- **Document excerpt**

Summer Vacation Friendship Contest No.2 Solutions
Problem A: Rain
Read four integers a, b, c, d and one target value x. For each of the four values, output 0 if it's greater than x, otherwise output x - value.
#include <bits/stdc++.h>
using namespace std;
int main() {
ios::sync_with_stdio(false); cin.tie(nullptr);
int a, b, c, d, x;
cin >> a >> b >> c >> d >> x;
cout << (a > x ? 0 : x - a) << ' '
<< (b > x ? 0 : x - b) << ' '
<< (c > x ? 0 : x - c) << ' '
<< (d > x ? 0 : x - d);
return 0;
}
Problem B: Kiss
Calcluate (n + n*(n-1)) % mod where mod = 998244353. Note that input n should also be taken modulo mod before computation.
#include <bits/stdc++.h>
#define int long long
using namespace std;
signed main() {
ios::sync_with_stdio(false); cin.tie(nullptr);
const int MOD = 998244353;
int n;
cin >> n;
n %= MOD;
cout << (n % MOD + n % MOD * (n - 1) % MOD) % MOD << endl;
return 0;
}
Problem C: Loss
Given a string s and a list of n strings, find all strings that match s at maximum posisions. Output these strings in lexicographical order.
#include <bits/stdc++.h>
#define int long long
using namespace std;
signed main() {
ios::sync_with_stdio(false); cin.tie(nullptr);
string s;
int n;
cin >> s >> n;
vector<string> candidates(n);
for(auto &i : candidates) cin >> i;
vector<int> matches(n);
for(int i = 0; i < n; i++) {
if(candidates[i].size() != s.size()) {
matches[i] = 0;
} else {
for(int j = 0; j < s.size(); j++)
matches[i] += (candidates[i][j] == s[j]);
}
}
vector<string> result;
int max_matches = *max_element(matches.begin(), matches.end());
for(int i = 0; i < n; i++) {
if(matches[i] == max_matches)
result.emplace_back(candidates[i]);
}
sort(result.begin(), result.end());
for(const auto& str : result)
cout << str << endl;
return 0;
}
Problem D: Blow
Dynamic programming approach to maximize the "cuteness" of a sequence. dp[i][0/1] represents the maximum cuteness when the i-th element is either 1 or its original value.
State transitions:
- If current element is
1:dp[i][0] = max(dp[i-1][0], dp[i-1][1] + |a[i-1] - 1|) - If current element is original:
dp[i][1] = max(dp[i-1][0] + |a[i] - 1|, dp[i-1][1] + |a[i-1] - a[i]|)

- **Entries provided**
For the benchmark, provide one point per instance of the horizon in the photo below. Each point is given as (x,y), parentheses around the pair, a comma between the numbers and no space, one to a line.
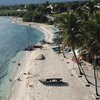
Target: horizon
(18,2)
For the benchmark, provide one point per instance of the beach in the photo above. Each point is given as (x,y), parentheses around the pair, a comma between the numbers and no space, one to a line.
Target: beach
(27,83)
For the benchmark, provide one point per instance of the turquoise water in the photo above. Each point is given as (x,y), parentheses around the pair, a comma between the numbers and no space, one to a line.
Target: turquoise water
(13,39)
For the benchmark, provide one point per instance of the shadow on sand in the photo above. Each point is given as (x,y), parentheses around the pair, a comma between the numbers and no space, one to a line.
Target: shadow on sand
(59,84)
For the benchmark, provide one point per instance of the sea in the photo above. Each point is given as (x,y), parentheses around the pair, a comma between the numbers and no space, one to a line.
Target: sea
(13,39)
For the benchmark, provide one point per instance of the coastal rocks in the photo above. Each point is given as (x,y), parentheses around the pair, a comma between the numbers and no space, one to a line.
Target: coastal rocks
(40,57)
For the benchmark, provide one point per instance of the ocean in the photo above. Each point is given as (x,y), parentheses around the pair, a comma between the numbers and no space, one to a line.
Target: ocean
(13,39)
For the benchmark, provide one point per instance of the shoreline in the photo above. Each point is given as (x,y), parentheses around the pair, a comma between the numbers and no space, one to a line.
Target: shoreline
(29,87)
(48,32)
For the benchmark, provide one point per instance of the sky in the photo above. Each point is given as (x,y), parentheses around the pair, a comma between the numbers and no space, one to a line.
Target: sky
(12,2)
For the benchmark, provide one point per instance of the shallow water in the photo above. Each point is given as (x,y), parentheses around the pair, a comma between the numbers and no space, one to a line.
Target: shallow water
(13,39)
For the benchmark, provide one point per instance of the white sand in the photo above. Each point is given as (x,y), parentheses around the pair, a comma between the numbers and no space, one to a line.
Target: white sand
(30,88)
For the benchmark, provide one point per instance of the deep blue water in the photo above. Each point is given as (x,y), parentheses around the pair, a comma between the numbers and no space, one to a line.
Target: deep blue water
(14,38)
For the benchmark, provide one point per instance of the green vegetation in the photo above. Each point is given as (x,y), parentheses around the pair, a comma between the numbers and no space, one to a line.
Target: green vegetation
(80,29)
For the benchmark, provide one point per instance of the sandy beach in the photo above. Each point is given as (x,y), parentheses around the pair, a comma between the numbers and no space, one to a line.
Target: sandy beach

- **Short task 1**
According to the contest solutions, in what order does Problem C output the strings that match s at the most positions?
- **Short task 2**
Continue the contest solutions from where they stop.

- **Written reply 1**
Lexicographical order.

- **Written reply 2**
#include <bits/stdc++.h>
#define int long long
using namespace std;
signed main() {
ios::sync_with_stdio(false); cin.tie(nullptr);
int n;
cin >> n;
vector<int> arr(n);
for(auto &i : arr) cin >> i;
vector<vector<int>> dp(n, vector<int>(2, 0));
for(int i = 1; i < n; i++) {
dp[i][0] = max(dp[i - 1][0], dp[i - 1][1] + abs(arr[i - 1] - 1));
dp[i][1] = max(dp[i - 1][0] + abs(arr[i] - 1), dp[i - 1][1] + abs(arr[i - 1] - arr[i]));
}
cout << max(dp[n - 1][0], dp[n - 1][1]) << endl;
return 0;
}
Problem E: Call
Determine whether a given area can accommodate paper pieces of different sizes according to specific placement rules.
- Each size 4, 5, 6 piece requires a separate square frame.
- Each frame can hold up to 4 size 3 pieces.
- Size 2 and 1 pieces can be placed inside.
- Compute required frames based on optimal packing and check remaining space.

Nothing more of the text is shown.